=== Provided passage ===
----------
After two or three hours of watching her weep from the intense pain, several fellow detainees at Adelanto told her to take deep breaths, as they were going to try to help pop her shoulder back into the socket.
“The pain was excruciating. I took about four or five acetaminophen pills to cope and my fellow detainees managed to reset my shoulder as best they could,” she said. “My arm was left weak and powerless. It wasn't until 15 days later that I was able to see a doctor and he just gave me a little cream.”
Thanks to the assistance of Pastor Guillermo Torres, director of immigration campaigns and programming for Clergy and Laity United for Economic Justice (CLUE) in Los Angeles, and the Esperanza Immigrant Rights Project, she was released from the detention center without paying bail, secured through a habeas corpus petition.
Through this legal resource, a detainee's attorney asks a federal judge to review the case and determine whether the detention is lawful.
Claribeth regained her freedom and reunited with Oswaldo and Jacob, but her happiness was short-lived. On May 14, her husband attended a court hearing without legal representation where he was denied asylum and issued a deportation order for himself and for their minor son.
“A judge issued a deportation order, reportedly for failing to renew his asylum status annually, yet he had never been notified that he was required to do so,” she said.
Oswaldo was denied asylum and was also fitted with an electronic monitoring shackle. (Araceli Martinez Ortega)
“Not only was he denied asylum, but he was also fitted with an electronic monitoring shackle and a deportation order was issued for both him and our son,” said Claribeth.
An increasingly difficult situation
“We applied for asylum as a family, but they separated us; they put my partner and our child together and kept me apart. We aren’t married, but we’ve been together for 16 years,” she said.
The couple fled Colombia after being stripped of their farmland in the La Guajira region and threatened with weapons when they tried to reclaim it. Oswaldo showed CALÓ News documents from the Colombian Attorney General’s Office attesting to these events.
“From the time we left Colombia until now, it’s been a nightmare and a source of constant stress. In the year and three months before I was detained, I had seven hearings with a judge," Claribeth said from the small room where they live above a warehouse in DTLA, just a couple of blocks from Skid Row.
----------
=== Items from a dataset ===
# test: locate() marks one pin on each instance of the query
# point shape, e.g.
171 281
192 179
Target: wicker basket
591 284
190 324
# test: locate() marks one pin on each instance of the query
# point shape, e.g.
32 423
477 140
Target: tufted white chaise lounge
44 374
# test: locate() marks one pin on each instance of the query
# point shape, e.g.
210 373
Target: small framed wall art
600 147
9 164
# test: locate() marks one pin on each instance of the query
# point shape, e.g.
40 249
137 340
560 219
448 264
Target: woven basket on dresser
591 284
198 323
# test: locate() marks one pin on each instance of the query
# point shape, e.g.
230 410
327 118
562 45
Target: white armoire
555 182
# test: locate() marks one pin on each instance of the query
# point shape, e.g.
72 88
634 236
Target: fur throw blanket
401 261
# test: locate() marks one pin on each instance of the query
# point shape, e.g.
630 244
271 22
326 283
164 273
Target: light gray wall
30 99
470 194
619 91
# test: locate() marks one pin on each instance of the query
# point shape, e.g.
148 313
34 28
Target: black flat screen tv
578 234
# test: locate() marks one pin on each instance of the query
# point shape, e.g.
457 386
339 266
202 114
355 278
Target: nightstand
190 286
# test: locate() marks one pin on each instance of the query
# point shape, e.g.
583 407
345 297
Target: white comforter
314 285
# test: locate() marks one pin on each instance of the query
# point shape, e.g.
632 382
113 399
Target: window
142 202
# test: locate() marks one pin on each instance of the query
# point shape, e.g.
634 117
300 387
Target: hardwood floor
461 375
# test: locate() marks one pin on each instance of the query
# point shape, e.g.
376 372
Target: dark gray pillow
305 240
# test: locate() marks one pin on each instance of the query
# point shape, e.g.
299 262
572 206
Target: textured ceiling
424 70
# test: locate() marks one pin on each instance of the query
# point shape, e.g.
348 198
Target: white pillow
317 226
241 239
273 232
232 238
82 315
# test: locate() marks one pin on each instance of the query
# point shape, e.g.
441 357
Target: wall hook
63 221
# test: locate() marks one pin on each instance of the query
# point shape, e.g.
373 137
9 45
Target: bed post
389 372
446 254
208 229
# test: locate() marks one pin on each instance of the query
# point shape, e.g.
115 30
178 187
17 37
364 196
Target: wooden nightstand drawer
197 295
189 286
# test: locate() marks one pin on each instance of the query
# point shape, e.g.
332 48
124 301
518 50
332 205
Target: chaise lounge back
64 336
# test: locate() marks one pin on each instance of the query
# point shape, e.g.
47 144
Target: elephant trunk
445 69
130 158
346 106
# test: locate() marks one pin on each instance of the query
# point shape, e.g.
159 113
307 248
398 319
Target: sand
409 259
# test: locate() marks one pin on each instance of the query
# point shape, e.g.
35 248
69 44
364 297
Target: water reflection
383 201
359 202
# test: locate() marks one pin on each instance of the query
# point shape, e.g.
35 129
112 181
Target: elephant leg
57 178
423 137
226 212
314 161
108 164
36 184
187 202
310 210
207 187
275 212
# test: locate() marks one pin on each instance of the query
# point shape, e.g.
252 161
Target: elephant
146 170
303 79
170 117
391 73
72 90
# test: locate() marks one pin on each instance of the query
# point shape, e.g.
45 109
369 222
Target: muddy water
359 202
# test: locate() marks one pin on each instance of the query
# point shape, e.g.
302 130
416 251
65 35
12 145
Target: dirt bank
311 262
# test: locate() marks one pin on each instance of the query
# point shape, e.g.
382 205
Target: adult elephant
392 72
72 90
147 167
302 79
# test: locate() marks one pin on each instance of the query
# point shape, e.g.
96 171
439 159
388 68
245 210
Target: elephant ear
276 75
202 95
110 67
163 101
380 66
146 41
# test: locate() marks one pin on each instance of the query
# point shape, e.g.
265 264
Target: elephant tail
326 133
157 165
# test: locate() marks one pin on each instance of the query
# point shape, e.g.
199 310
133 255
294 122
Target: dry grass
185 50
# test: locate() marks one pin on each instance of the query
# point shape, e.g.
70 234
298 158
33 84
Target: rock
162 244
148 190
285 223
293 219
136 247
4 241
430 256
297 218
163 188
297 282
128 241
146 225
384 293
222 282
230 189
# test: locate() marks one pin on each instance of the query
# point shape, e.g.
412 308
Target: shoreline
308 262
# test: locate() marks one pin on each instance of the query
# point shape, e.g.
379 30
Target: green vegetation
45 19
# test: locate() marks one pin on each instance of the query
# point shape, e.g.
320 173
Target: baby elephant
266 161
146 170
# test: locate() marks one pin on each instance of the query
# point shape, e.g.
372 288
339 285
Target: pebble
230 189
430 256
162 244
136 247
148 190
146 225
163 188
----------
=== Your tasks ===
• 1. In the article about Claribeth, how many days passed before she was able to see a doctor about her shoulder?
• 2. List every person named in the article about Claribeth.
• 3. Continue the article about Claribeth from its final sentence.

=== Responses ===
• 1. 15 days.

• 2. Claribeth, Oswaldo, Jacob, Pastor Guillermo Torres, Araceli Martinez Ortega

• 3.
The couple had until Monday, June 29, to file an appeal against their deportation. With the help of Long Beach Rapid Response, they organized an emergency fundraiser on social media and raised the money needed to file the appeal on time.
According to Claribeth, they have another hearing on July 13, but the fear of her partner and son being deported that same day is ever-present.
Pastor Torres of CLUE said the situation for asylum seekers has become very difficult under the Trump administration.
“What is happening to our immigrants, beneficiaries of DACA, TPS and asylum seekers and even to the U.S. citizens who support them, is cruel and immoral,” he said.
In February, the Department of Homeland Security (DHS) proposed a rule to reduce what it called the incentive for immigrants to file fraudulent asylum claims to obtain work authorizations — thereby halting the processing of new work permits and creating additional employment barriers for the nearly 4 million people with pending asylum cases.
Noah Montague, a U.S. Department of Justice-accredited representative and member of the team at Al Otro Lado, a binational legal and humanitarian advocacy organization based in San Diego, said the federal government is forcing asylum seekers already in the country to pay annual fees for their cases and work permits.
“It is making it increasingly difficult for them to work and forcing them to prove why they cannot be deported to other countries,” he said.
Montague urged asylum seekers not to lose hope and to keep fighting.
“All of Trump’s decisions have been political moves, not laws, and we have successfully sued his administration.”